- Material for the task:
━━━━━━━━

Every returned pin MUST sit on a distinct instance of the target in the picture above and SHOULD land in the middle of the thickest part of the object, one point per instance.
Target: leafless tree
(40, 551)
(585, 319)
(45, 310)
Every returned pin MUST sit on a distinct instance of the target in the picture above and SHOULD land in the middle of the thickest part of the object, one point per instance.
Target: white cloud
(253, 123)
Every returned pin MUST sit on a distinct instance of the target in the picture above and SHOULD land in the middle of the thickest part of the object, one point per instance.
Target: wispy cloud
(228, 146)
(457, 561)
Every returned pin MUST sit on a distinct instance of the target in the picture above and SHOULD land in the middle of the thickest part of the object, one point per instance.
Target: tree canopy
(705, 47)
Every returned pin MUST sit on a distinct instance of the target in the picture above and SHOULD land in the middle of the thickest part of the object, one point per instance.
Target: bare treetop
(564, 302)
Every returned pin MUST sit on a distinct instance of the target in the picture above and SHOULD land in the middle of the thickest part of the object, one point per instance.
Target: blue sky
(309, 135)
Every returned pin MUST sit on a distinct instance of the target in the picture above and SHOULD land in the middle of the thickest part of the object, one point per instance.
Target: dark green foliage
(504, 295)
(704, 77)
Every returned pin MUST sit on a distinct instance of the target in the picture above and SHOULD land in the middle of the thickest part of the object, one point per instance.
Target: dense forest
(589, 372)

━━━━━━━━

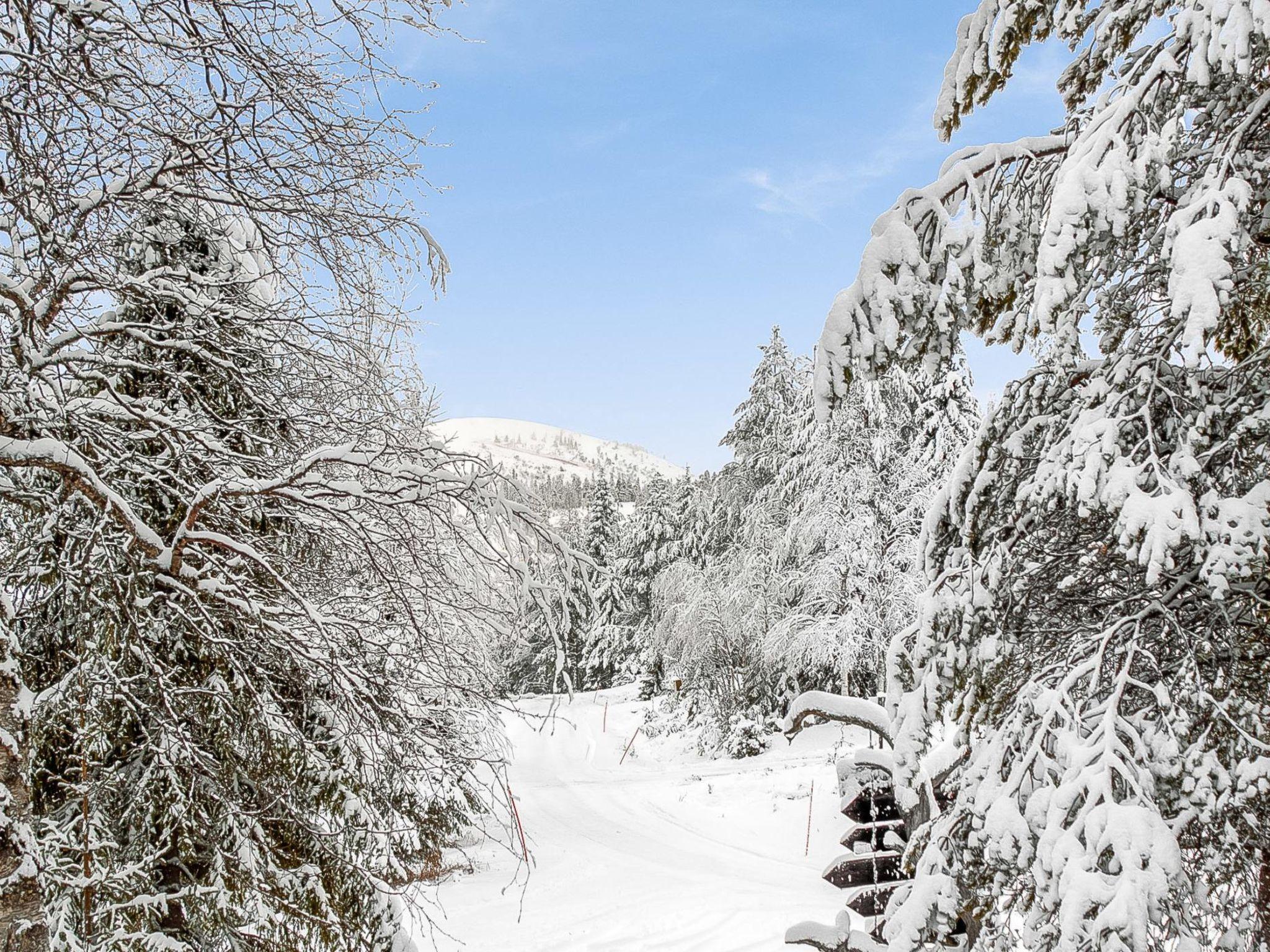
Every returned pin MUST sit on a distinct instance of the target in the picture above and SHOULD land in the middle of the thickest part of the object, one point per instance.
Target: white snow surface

━━━━━━━━

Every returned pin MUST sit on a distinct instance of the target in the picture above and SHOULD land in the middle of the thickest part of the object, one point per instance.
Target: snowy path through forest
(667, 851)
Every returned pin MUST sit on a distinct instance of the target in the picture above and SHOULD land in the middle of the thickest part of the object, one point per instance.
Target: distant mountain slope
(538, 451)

━━━━━━━━

Extract every line from the listing above that contains the word "forest", matching case exactly.

- Right answer:
Target: dense forest
Target: snowy path through forest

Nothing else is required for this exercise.